Do this: Rewrite the data below with each occurrence of "Returns" replaced by "Points", keeping every other line and character the same.

### Material provided

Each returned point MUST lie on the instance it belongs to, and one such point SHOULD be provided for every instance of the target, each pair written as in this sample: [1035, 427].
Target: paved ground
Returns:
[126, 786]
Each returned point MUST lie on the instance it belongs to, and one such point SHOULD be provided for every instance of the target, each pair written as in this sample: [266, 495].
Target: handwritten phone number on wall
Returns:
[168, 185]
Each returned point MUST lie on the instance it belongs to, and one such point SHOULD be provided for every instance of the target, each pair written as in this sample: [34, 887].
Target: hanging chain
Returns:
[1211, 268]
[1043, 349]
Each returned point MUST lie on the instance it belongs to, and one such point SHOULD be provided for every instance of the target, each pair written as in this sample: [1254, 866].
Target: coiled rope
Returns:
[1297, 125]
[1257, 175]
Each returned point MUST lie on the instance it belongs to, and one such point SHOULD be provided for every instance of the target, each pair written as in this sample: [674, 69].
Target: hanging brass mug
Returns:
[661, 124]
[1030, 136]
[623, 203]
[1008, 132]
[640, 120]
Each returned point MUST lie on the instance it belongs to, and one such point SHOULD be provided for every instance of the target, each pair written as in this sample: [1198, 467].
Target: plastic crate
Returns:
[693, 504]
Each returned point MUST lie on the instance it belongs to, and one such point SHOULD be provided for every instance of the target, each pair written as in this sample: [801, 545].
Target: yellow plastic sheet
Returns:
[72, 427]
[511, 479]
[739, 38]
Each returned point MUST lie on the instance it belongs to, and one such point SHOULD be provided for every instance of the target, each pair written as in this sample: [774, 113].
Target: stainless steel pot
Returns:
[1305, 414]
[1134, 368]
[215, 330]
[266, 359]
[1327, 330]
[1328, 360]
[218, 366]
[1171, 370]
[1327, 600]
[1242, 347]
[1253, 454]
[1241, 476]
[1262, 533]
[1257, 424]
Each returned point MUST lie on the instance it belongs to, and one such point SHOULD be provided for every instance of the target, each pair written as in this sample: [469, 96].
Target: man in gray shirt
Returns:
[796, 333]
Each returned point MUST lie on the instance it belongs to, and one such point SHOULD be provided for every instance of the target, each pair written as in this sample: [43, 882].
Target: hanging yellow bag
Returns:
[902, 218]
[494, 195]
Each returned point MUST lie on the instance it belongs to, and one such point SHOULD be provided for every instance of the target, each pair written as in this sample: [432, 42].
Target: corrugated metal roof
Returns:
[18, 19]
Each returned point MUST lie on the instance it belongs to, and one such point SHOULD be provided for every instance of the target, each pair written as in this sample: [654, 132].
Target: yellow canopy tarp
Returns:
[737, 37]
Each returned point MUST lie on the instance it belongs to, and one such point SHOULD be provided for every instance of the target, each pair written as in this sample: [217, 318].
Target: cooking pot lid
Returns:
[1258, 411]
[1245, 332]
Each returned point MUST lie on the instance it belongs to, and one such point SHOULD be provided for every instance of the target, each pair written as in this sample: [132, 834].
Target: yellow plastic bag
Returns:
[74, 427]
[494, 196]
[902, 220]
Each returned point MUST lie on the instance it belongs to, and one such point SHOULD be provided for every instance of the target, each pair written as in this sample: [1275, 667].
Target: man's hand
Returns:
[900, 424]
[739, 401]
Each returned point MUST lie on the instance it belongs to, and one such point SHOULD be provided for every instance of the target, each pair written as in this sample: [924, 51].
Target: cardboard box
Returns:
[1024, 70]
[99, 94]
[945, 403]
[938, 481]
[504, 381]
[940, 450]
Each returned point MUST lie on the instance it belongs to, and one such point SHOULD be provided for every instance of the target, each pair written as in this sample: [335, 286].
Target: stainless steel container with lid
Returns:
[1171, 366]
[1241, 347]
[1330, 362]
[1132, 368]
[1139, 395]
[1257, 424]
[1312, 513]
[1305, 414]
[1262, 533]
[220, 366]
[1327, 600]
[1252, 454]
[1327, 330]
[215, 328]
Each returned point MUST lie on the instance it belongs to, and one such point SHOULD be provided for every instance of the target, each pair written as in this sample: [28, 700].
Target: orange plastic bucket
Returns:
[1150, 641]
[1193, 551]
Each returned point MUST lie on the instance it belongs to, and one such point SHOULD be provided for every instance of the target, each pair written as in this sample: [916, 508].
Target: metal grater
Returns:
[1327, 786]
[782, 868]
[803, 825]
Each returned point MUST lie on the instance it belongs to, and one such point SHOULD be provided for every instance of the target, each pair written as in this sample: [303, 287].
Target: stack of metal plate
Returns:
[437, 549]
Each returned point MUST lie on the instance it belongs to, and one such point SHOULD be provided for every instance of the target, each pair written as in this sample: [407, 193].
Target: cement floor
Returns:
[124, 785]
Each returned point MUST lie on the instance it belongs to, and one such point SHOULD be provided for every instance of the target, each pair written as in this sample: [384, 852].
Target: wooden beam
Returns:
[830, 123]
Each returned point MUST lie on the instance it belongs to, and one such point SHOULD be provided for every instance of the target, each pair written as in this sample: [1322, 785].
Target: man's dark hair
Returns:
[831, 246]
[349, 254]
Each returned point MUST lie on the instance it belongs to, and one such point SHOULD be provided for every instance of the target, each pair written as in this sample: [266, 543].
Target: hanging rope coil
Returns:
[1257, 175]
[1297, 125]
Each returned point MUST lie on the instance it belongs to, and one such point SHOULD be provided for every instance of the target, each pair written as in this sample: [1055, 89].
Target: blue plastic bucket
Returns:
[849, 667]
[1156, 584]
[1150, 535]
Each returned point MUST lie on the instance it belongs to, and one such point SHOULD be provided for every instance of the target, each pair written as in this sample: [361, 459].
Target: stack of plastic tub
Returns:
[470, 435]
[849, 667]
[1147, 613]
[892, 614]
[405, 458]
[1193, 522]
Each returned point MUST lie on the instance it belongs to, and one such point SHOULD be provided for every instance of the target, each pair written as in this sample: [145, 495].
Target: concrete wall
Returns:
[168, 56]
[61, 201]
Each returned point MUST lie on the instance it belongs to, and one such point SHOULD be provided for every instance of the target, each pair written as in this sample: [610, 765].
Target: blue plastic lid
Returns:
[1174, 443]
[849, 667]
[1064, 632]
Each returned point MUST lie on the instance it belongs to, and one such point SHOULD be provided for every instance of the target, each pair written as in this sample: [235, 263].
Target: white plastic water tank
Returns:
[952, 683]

######

Response to the task:
Each returned point MUST lie on the instance it belongs to, and one such point SHOULD be provided for every instance of the target, each pair written as in this sample: [1035, 427].
Target: paved ground
Points:
[126, 786]
Each returned point MUST lie on the instance it belongs to, and one such point SHOULD be provided for every instance of the target, each pair written as in this sample: [266, 495].
Target: handwritten phone number on wall
Points:
[168, 185]
Each returned point MUST lie on the instance it belongs to, and one such point SHOULD be provided for every instance of the target, each pair written as in this sample: [34, 887].
Target: hanging chain
Points:
[1211, 268]
[1043, 349]
Each returned point MUST lie on the instance it belongs to, and one such point SHOULD be provided for every instance of the target, each pair written as in this sample: [1254, 866].
Target: coiled rope
Points:
[1297, 125]
[1257, 175]
Each returned point MUST lie on the instance it belongs to, and one such point SHOULD be provided for every instance of the target, each pair written as in this sample: [674, 69].
Target: hanging brass mug
Points:
[661, 124]
[1030, 136]
[623, 203]
[1008, 132]
[640, 120]
Each returned point MUST lie on the instance it belongs to, and one such point SHOULD be provided for every instance of the target, each pair written as in this sample: [1198, 467].
Target: plastic crate
Points:
[693, 504]
Each returned point MUST lie on the instance it belongs to, and one such point SHOULD be provided for every instance of the target, each pair written as in this sample: [801, 545].
Target: yellow plastic sheet
Points:
[72, 427]
[511, 479]
[739, 38]
Each returned point MUST lie on the instance it belongs to, and one such point SHOULD be provided for every instance of the target, each pair written as in this sample: [774, 113].
Target: stainless steel pot
Points:
[1305, 414]
[1134, 368]
[215, 330]
[266, 359]
[1327, 330]
[1328, 360]
[218, 366]
[1171, 370]
[1327, 600]
[1242, 347]
[1253, 454]
[1241, 476]
[1262, 533]
[1257, 424]
Each returned point MUST lie on the instance it belongs to, and one such point SHOULD be provided for every instance of the target, each pair written as in this sample: [469, 96].
Target: man in gray shirt
Points:
[796, 333]
Each returned point MUST lie on the instance it belongs to, and one such point SHOULD be provided for every instance of the target, each pair written as in this sample: [43, 882].
Target: hanging yellow bag
Points:
[902, 218]
[494, 195]
Each returned point MUST lie on the instance it belongs to, and one such point SHOULD be provided for every instance of the target, each pair written as in this sample: [432, 42].
Target: corrugated metal roof
Points:
[18, 19]
Each returned point MUST lie on the instance it belongs to, and one such point SHOULD be provided for every instance of the target, each pair written as in this sample: [654, 132].
Target: yellow canopy tarp
Points:
[737, 37]
Each returned point MUST lie on the instance it belongs to, and one such point SHOULD be provided for every instance of the target, each pair written as in this sample: [217, 318].
Target: cooking pot lid
Points:
[1258, 411]
[1245, 332]
Each returned point MUST lie on the instance it belongs to, and one such point SHOULD be provided for every instance of the target, each pair written as in this sample: [132, 834].
Target: yellow plastic bag
Points:
[74, 427]
[494, 196]
[902, 220]
Each returned point MUST lie on the instance it belongs to, and one such point SHOULD be provided for every instance of the target, each pair written as in this sample: [1275, 667].
Target: man's hand
Points:
[900, 424]
[739, 401]
Each returned point MUST lie on the instance it belongs to, and one such point SHOULD be provided for every instance of the target, each pair written as in this sample: [924, 51].
Target: cardboard box
Points:
[1024, 70]
[99, 94]
[945, 403]
[938, 481]
[504, 381]
[940, 450]
Each returned point MUST lie on the instance it belongs to, and one such point SHOULD be provided for every instance of the target, each pair written as in this sample: [335, 286].
Target: stainless steel container with lid
Points:
[1171, 366]
[1241, 347]
[1330, 362]
[1132, 368]
[1139, 395]
[1257, 424]
[1312, 513]
[1305, 414]
[1262, 533]
[220, 366]
[1327, 600]
[1252, 454]
[1327, 330]
[215, 328]
Each returned point MUST lie on the instance it belongs to, and one such point SHOULD be provided for every instance of the target, each pair written as in this sample: [28, 700].
Target: orange plastic bucket
Points:
[1150, 641]
[1193, 551]
Each returned point MUST lie on the instance it belongs to, and one such point SHOULD be provided for every instance of the target, each pair written as in this sample: [916, 508].
Target: metal grater
Points:
[1327, 786]
[782, 868]
[803, 825]
Each returned point MUST lie on the instance it belongs to, and one such point SHOULD be provided for every instance of the target, each pair written as in this sample: [303, 287].
Target: stack of metal plate
Points:
[437, 549]
Each returned point MUST lie on the instance it belongs to, and one such point SHOULD be provided for every instance of the target, each pair written as in this sample: [407, 193].
Target: cement floor
Points:
[124, 785]
Each returned point MUST lie on the instance it belongs to, and one such point SHOULD be provided for every instance of the target, each pair written as in this sample: [384, 852].
Target: wooden beam
Points:
[830, 123]
Each returned point MUST lie on the instance it belongs to, and one such point SHOULD be provided for every instance of the target, each pair written as in this sample: [1322, 785].
Target: man's dark hair
Points:
[831, 246]
[349, 254]
Each returned point MUST lie on the instance it belongs to, and one such point SHOULD be provided for every instance of the target, each pair written as in this sample: [266, 543].
Target: hanging rope coil
Points:
[1257, 175]
[1297, 125]
Each returned point MUST lie on the instance it belongs to, and one such point SHOULD be provided for every instance of the target, each pair written as in this sample: [1055, 89].
Target: blue plastic bucket
Points:
[849, 667]
[1156, 584]
[1150, 535]
Each returned point MUST lie on the instance it belongs to, and one such point SHOULD be provided for every instance of the target, each pair written as in this sample: [361, 459].
Target: stack of plastic tub
Points:
[470, 435]
[849, 667]
[1147, 613]
[892, 614]
[405, 458]
[1193, 522]
Each returned point MUST lie on the instance it belongs to, and one such point SHOULD be provided for every instance of the target, each pair written as in this sample: [145, 495].
Target: concrete wall
Points:
[168, 56]
[61, 201]
Each returned point MUST lie on the instance it belongs to, and one such point SHOULD be provided for every instance of the target, each pair written as in this sample: [610, 765].
Target: blue plastic lid
Points:
[1174, 443]
[849, 667]
[1064, 632]
Each returned point MUST lie on the instance it belongs to, and one such point SHOULD be provided for every instance of the target, each pair written as in this sample: [235, 263].
Target: white plastic water tank
Points:
[952, 683]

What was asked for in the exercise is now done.